#### [WHAT YOU SHOULD DO]
How many lines in the material below contain the string "curtain"? Reply with the number alone.

------------------------------------------------------------

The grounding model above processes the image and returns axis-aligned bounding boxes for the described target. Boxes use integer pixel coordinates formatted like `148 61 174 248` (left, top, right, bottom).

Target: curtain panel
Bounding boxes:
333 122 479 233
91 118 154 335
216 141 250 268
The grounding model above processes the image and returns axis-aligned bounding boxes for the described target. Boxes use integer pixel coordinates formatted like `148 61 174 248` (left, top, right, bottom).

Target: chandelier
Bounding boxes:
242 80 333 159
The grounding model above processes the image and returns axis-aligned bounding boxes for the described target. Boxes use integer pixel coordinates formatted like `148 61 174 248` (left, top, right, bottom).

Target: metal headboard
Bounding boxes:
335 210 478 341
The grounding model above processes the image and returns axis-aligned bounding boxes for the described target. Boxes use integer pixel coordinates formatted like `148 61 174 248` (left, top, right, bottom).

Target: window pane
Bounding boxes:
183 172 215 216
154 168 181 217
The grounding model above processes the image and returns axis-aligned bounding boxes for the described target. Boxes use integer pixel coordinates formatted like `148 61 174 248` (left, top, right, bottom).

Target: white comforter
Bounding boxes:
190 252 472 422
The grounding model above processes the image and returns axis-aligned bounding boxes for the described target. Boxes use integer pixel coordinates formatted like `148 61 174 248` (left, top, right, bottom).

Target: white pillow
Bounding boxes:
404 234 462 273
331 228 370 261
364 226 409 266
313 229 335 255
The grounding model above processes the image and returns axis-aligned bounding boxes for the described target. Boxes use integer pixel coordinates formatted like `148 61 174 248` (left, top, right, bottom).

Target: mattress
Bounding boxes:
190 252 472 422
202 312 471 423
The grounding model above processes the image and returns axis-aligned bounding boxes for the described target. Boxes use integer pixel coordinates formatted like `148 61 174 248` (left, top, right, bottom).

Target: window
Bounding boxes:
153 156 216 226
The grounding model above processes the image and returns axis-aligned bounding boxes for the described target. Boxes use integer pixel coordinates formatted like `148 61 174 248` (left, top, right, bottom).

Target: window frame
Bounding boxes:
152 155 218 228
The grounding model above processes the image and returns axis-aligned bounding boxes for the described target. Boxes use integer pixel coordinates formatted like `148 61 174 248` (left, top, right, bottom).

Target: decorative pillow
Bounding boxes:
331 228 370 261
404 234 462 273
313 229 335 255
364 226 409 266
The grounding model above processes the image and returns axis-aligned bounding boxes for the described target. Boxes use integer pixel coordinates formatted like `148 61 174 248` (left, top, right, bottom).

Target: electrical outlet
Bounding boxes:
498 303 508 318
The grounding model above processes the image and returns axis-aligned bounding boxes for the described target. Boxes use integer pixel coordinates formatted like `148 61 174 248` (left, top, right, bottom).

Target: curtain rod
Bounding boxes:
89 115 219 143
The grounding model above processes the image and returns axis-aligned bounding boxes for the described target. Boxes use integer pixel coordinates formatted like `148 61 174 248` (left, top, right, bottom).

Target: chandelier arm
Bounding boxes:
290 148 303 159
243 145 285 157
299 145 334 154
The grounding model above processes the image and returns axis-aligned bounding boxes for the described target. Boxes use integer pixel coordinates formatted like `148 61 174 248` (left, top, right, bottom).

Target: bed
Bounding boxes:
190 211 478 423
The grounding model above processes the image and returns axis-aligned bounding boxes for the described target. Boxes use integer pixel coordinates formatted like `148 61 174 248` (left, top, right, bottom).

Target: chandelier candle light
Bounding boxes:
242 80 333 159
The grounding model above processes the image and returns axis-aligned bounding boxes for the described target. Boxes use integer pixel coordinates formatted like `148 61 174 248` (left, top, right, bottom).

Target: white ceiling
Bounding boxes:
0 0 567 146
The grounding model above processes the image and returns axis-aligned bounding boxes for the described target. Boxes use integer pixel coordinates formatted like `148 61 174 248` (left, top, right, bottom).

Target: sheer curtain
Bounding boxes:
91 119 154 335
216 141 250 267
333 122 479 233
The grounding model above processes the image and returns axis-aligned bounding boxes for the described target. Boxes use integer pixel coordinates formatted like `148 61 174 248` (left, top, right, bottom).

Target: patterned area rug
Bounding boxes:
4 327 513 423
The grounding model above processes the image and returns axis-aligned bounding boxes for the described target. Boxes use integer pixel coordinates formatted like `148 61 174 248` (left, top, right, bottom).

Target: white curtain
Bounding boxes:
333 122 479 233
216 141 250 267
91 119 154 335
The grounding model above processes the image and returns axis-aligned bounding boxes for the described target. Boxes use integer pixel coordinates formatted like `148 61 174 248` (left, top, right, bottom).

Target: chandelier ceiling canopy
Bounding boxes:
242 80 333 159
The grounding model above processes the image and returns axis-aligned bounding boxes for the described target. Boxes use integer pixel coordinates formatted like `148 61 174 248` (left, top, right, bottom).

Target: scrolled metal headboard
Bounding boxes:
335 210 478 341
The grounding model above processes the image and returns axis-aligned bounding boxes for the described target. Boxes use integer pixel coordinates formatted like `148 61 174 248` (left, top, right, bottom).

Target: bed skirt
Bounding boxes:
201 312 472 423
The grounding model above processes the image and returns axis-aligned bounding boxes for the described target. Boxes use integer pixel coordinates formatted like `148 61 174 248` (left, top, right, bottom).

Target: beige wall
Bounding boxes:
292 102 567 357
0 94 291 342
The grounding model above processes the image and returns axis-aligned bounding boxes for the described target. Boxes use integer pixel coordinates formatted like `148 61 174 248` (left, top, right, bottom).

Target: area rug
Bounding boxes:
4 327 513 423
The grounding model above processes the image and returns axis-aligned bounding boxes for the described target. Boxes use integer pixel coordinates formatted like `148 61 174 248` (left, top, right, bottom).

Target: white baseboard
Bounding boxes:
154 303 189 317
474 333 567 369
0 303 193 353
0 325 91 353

------------------------------------------------------------

#### [OUTPUT OF THE TASK]
4